> WORK TO COMPLETE
Write out all of the data exactly as it appears.

> THE RECORDS
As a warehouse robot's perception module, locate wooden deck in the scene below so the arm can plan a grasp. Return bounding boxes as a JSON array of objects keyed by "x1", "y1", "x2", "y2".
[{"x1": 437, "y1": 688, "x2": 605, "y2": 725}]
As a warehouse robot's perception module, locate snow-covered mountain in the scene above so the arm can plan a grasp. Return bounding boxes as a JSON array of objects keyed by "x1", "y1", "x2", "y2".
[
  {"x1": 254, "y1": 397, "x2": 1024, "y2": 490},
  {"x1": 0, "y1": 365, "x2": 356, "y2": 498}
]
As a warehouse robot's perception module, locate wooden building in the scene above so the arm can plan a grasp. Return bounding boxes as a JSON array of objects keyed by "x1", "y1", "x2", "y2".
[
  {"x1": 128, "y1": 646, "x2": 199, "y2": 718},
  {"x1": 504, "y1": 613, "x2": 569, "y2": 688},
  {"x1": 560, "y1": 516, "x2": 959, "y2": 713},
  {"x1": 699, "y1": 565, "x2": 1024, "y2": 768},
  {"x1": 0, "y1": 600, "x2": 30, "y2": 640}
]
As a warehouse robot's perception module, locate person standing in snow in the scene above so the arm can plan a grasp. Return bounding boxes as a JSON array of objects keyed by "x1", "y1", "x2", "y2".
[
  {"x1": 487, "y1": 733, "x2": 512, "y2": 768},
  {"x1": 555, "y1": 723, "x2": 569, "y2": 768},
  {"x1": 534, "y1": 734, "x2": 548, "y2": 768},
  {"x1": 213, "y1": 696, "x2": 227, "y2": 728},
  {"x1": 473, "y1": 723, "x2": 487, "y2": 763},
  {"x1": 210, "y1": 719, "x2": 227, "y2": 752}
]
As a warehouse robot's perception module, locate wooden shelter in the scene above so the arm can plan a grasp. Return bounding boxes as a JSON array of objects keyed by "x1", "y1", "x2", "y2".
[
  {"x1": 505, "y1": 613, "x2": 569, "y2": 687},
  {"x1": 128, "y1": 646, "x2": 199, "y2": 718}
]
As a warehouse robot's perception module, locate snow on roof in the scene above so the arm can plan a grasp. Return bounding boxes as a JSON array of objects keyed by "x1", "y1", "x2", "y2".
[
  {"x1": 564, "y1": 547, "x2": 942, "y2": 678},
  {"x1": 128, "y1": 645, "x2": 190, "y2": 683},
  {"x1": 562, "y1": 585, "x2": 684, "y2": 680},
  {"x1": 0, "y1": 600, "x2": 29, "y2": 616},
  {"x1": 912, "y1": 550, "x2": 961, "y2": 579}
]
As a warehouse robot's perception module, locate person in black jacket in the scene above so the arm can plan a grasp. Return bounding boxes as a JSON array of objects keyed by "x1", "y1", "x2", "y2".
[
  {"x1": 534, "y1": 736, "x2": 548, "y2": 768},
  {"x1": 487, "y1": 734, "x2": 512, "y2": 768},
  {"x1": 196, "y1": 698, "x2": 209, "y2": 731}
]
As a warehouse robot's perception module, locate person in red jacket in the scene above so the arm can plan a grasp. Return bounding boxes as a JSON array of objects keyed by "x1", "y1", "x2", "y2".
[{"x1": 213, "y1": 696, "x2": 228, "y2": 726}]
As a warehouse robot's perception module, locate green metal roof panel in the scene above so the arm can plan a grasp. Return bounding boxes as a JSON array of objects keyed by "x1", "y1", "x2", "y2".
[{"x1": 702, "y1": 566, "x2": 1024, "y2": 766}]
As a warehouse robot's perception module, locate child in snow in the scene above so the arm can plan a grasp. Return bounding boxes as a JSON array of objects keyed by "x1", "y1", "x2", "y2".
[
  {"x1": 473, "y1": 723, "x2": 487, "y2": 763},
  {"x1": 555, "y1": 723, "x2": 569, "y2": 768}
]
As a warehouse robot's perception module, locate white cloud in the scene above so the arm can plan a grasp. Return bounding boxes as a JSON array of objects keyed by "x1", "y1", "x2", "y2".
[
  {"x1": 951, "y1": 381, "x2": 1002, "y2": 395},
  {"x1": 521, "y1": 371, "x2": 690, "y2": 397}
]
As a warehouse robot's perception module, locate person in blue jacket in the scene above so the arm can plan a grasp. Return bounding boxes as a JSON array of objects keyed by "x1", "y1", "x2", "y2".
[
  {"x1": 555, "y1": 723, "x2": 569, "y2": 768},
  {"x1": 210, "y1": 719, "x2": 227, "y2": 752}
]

> ANSWER TO THIS PROBLEM
As a warehouse robot's perception module, locate wooden deck in the scene below so the arm can plan a grasp. Return bounding boxes as a JSON array of objects keyed by "x1", "y1", "x2", "y2".
[{"x1": 437, "y1": 688, "x2": 605, "y2": 725}]
As a warehouse robot's perception module, locate snow-covered mountain in the scene above so the arm can plan a grasp. Return bounding boxes as a JSON array of objects keyed by "x1", "y1", "x2", "y2".
[
  {"x1": 254, "y1": 397, "x2": 1024, "y2": 490},
  {"x1": 0, "y1": 365, "x2": 356, "y2": 498}
]
As a warehouse robot's perception module, locate wooden building in the scene above so the arm can plan a grasp. Return bounding boxes as a JSON array of objects keyed by "x1", "y1", "x2", "y2".
[
  {"x1": 128, "y1": 646, "x2": 199, "y2": 718},
  {"x1": 504, "y1": 613, "x2": 569, "y2": 688},
  {"x1": 560, "y1": 516, "x2": 959, "y2": 713},
  {"x1": 699, "y1": 565, "x2": 1024, "y2": 768},
  {"x1": 0, "y1": 600, "x2": 30, "y2": 640}
]
As a warehouse robot's perception module, locate person standing in snow in the scene above so the arm can plan a grasp. Return bounding boxes as a JSON array of objects keyed by "x1", "y1", "x2", "y2".
[
  {"x1": 487, "y1": 733, "x2": 512, "y2": 768},
  {"x1": 555, "y1": 723, "x2": 569, "y2": 768},
  {"x1": 534, "y1": 734, "x2": 548, "y2": 768},
  {"x1": 213, "y1": 696, "x2": 227, "y2": 728},
  {"x1": 473, "y1": 723, "x2": 487, "y2": 763},
  {"x1": 210, "y1": 719, "x2": 227, "y2": 752}
]
As a warehouse robot's perception module, locate wooden shelter in the scene above so the arm can plan a grasp. Return bounding boxes as a JSON array of objects keyed by "x1", "y1", "x2", "y2".
[
  {"x1": 505, "y1": 613, "x2": 569, "y2": 687},
  {"x1": 128, "y1": 646, "x2": 199, "y2": 718}
]
As a warehouse robot's perception module, locate snow on roof in the scene above so the arm can plan a grasp. Return bounding boxes as a JSON array of objects keyed by "x1", "y1", "x2", "y2".
[
  {"x1": 564, "y1": 547, "x2": 942, "y2": 678},
  {"x1": 128, "y1": 645, "x2": 190, "y2": 683},
  {"x1": 562, "y1": 585, "x2": 684, "y2": 680},
  {"x1": 0, "y1": 600, "x2": 29, "y2": 616},
  {"x1": 912, "y1": 550, "x2": 961, "y2": 579}
]
As a warehouse robot's perception module, locate person in black jacket in the scene above so the arm can plan a grasp. Return bounding boxes as a JSON array of objects keyed by "x1", "y1", "x2", "y2".
[
  {"x1": 534, "y1": 736, "x2": 548, "y2": 768},
  {"x1": 487, "y1": 734, "x2": 512, "y2": 768},
  {"x1": 196, "y1": 698, "x2": 209, "y2": 731}
]
As a warehouse robot's perception module, locate person in red jacket in the scene above so the arm can plan a grasp. Return bounding boxes as a JSON array of objects keyed by "x1", "y1", "x2", "y2".
[{"x1": 213, "y1": 696, "x2": 228, "y2": 726}]
As a warehouse robot's perception module, locate green metal roof panel in the scene above so the arm can plan a grasp. Return bounding boxes as a JSON array of objects keyed by "x1", "y1", "x2", "y2".
[{"x1": 702, "y1": 566, "x2": 1024, "y2": 766}]
As a warehouse robot's perception module, locate child in snow in the scene above so the arm can plan a grasp. Return bounding boxes as a JSON array of objects keyed by "x1", "y1", "x2", "y2".
[
  {"x1": 473, "y1": 723, "x2": 487, "y2": 763},
  {"x1": 555, "y1": 723, "x2": 569, "y2": 768}
]
As a warehouse robot's perception module, locate white cloud in the scene above so the arm can plan a grasp. Return bounding boxes as a JSON array of objects keyed by "x1", "y1", "x2", "y2".
[
  {"x1": 951, "y1": 381, "x2": 1002, "y2": 395},
  {"x1": 521, "y1": 371, "x2": 690, "y2": 397}
]
As a warehouse robot's perception module, locate person in blue jacket in the scene above so the arm can plan a grasp. Return bounding boxes as a JSON array of objects keyed by "x1", "y1", "x2", "y2".
[
  {"x1": 555, "y1": 723, "x2": 569, "y2": 768},
  {"x1": 210, "y1": 719, "x2": 227, "y2": 752}
]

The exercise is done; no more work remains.